== Selected text ==
╔══
Autocomplete can be achieved many different ways. Most common is Ajax on the client side, and an NLP search engine application like Apache Lucene or Solr that does a reverse lookup and returns the matches based on the typed characters. These search engines can be very finely tuned. The rest of the question is not clear.

question - The setup is that we are given a series of text files which contain information regarding a code repository's commits. Each file represents a single commit and they are formatted as follows: " Commit #: XXX Author: XXX Reviewer(s): XXX, XXX, ... File: XXX File: XXX ... Date: XX:XX:XX XX/XX/XXXX " The commit number is unique and is generated in synchronous order. There is exactly 1 unique author. There are a variable number of reviewers, delimited by commas; if there are no reviewers, that line is absent from the file. There are a variable number of edited files in the commit, each receiving its own line. The time/date is when the commit was submitted.

First design a graphical model for all of the commit data. Then describe how this model is updated when a new commit is generated. Finally, write the code segment called when a new commit is generated which edits a system that has implemented your model of the data - its input is a file name and whatever necessary data structures that are maintained by your system.

answer -

  1. Keep a list of managed files (say, L) and their status.
  2. Each file has a connection to all related commits. (commits are ranked based on time)
  3. Each commit has a connection to all related file (including not-changed files).

For the latest version, scan the files and fetch the latest files. For one particular commit, scan the related files and fetch the files.

Each time, when a new commit happens,

  1. If the commit new a file, insert the file to L.
  2. For all modified files, insert the commit into the beginning.
  3. Insert the commit to the ranked commit list.

question: design a system to return an unique ID for each request. For most of requests, the ID value should increase as time goes, the system should handle 1000 requests per second at least. timestamps alone is not valid since there might be multiple requests with same timestamps.

answer - Requirements:

-> Unique Incrementing Id -> Scalable -> Available -> Consistent

Solution:

First of all lets determine a solution that allows you to get the best unique id that starts incrementing from 0. We can use the time stamp and convert to epoch to get a unique id. When we start this system we set a variable called START_EPOCH_TIME.

During each request we calculate CURRENT_EPOCH_TIME - START_EPOCH_TIME.

This should allow of us to get unique incrementing ids over the scale of the number of digits we use.

However, this won't work when there are multiple requests within the same time stamp. So first thing is we modify the length of our id by the number of requests we want per second. i.e. ID000 for 1000. So what we do is maintain a hash table that we recycle on regular intervals that maps epoch time and count of the number of requests. We update the table on every hit of the request.
╚══
== Tasks to perform ==
(1) In the system design text, which search engine applications are named as common back ends for autocomplete?
(2) Pick up the system design text right after its last sentence and carry it on.
The items after this are separate material and are not part of the system design text.

== Data ==
╔══
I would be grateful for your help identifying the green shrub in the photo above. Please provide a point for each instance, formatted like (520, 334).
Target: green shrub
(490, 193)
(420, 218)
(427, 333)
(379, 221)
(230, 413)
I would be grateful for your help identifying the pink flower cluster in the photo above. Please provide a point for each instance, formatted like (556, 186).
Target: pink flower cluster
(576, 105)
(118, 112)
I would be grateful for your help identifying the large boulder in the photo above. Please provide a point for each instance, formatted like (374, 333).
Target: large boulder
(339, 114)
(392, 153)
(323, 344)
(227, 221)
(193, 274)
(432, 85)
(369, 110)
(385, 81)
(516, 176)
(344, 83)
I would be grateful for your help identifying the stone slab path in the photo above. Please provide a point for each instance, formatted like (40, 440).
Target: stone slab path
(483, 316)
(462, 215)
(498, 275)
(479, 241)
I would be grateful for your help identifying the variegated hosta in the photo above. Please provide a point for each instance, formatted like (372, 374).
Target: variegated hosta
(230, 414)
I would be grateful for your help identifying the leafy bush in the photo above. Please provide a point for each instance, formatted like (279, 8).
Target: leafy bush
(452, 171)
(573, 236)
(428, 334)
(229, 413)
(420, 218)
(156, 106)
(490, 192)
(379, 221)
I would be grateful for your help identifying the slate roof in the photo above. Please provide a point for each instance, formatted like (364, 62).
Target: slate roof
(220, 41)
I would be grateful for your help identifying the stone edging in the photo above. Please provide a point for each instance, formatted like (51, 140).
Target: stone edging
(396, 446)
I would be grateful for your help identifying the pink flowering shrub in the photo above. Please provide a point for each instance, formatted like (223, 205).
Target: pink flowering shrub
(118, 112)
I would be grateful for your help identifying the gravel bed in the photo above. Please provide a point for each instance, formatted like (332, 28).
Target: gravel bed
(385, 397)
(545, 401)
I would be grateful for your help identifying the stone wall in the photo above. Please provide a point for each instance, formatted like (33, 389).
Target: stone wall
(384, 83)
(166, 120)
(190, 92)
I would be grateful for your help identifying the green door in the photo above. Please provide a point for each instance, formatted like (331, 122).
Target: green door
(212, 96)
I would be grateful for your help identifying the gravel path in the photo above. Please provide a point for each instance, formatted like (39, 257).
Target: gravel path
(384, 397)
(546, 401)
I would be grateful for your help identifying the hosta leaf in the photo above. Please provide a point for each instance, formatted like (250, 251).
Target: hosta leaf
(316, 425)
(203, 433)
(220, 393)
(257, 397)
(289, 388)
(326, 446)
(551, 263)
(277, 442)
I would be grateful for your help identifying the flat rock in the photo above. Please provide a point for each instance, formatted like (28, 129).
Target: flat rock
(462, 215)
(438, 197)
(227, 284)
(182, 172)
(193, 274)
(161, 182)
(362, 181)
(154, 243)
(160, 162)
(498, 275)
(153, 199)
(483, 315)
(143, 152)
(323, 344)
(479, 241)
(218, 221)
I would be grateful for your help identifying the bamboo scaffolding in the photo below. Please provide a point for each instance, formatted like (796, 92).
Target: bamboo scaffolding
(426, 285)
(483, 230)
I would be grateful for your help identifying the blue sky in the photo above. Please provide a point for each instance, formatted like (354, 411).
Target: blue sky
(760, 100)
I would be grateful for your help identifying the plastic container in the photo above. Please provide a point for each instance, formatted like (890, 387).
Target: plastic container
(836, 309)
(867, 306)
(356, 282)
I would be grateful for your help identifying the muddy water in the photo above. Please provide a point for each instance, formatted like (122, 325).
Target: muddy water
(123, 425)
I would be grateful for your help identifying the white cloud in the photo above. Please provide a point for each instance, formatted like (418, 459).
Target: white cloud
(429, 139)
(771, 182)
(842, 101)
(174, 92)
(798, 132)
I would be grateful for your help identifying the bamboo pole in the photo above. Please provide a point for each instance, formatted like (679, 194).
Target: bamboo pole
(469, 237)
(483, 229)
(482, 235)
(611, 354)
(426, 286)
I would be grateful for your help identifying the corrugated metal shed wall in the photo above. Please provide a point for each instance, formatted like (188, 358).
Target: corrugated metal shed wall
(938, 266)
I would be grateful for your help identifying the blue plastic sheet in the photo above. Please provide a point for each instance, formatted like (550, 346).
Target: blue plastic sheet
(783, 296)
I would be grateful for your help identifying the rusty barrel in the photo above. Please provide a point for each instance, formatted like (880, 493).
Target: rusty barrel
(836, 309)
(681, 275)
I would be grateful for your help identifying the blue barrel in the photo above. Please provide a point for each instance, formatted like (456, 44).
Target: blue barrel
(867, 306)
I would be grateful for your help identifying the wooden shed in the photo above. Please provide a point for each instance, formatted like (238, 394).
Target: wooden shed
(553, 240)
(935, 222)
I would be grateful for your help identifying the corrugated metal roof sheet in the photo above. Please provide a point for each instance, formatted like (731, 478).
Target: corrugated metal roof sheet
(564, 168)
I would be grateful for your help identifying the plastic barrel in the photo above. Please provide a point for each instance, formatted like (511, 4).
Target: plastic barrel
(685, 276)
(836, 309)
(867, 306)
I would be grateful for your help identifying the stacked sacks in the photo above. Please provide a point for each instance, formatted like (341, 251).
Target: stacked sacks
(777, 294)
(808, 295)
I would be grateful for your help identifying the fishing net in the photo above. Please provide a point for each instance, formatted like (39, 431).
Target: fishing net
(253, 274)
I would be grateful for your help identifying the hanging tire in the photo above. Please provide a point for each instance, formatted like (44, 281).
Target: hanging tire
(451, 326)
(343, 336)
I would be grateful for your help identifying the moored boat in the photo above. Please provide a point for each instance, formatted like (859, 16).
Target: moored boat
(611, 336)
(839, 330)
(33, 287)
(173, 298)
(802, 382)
╚══
== Exercise responses ==
(1) Apache Lucene or Solr.

(2)
REQ_COUNT [CURRENT_EPOCH_TIME] += 1

Our unique ID is then ID + str(REQ_COUNT [CURRENT_EPOCH_TIME]) .

If this is the only machine that handles requests then this shall work, however, this may not scale well when there are multiple machines handling requests. So lets say we have 10 machines handling requests. Then we use gossiping protocol to ensure that all the machines know about each other. This way we ensure that each machine knows exactly the number of machines that exist. Using this knowledge each machine assigns itself a range ordered by the machines IP/NAME. So for 10 machines. Machine 1 gets 0-100, 2 gets 100-200, 3 gets 200-300.

Then the hash table will be initialized with: REQ_COUNT [CURRENT_EPOCH_TIME] = RANGE_START

And incremented as such. REQ_COUNT [CURRENT_EPOCH_TIME] += 1.

Finally we always check whether REQ_COUNT [CURRENT_EPOCH_TIME] > RANGE. If so then we throttle the request. Otherwise if we want to handle more we need to update the way the system works. This should be decided based on the requirements and capacity of the system in handling these requests.

question: Given a large network of computers, each keeping log files of visited urls, find the top ten of the most visited urls. (i.e. have many large <string (url) -> int (visits)> maps, calculate implicitly <string (url) -> int (sum of visits among all distributed maps), and get the top ten in the combined map)

The result list must be exact, and the maps are too large to transmit over the network (especially sending all of them to a central server or using MapReduce directly, is not allowed)

answer: Presuming a protocol exists that can ask three questions to each server:

  • the score of a single url
  • the top 10
  • the top n that satisfy score >= N

We program a two pass solution like so:

We denote the number of servers as S.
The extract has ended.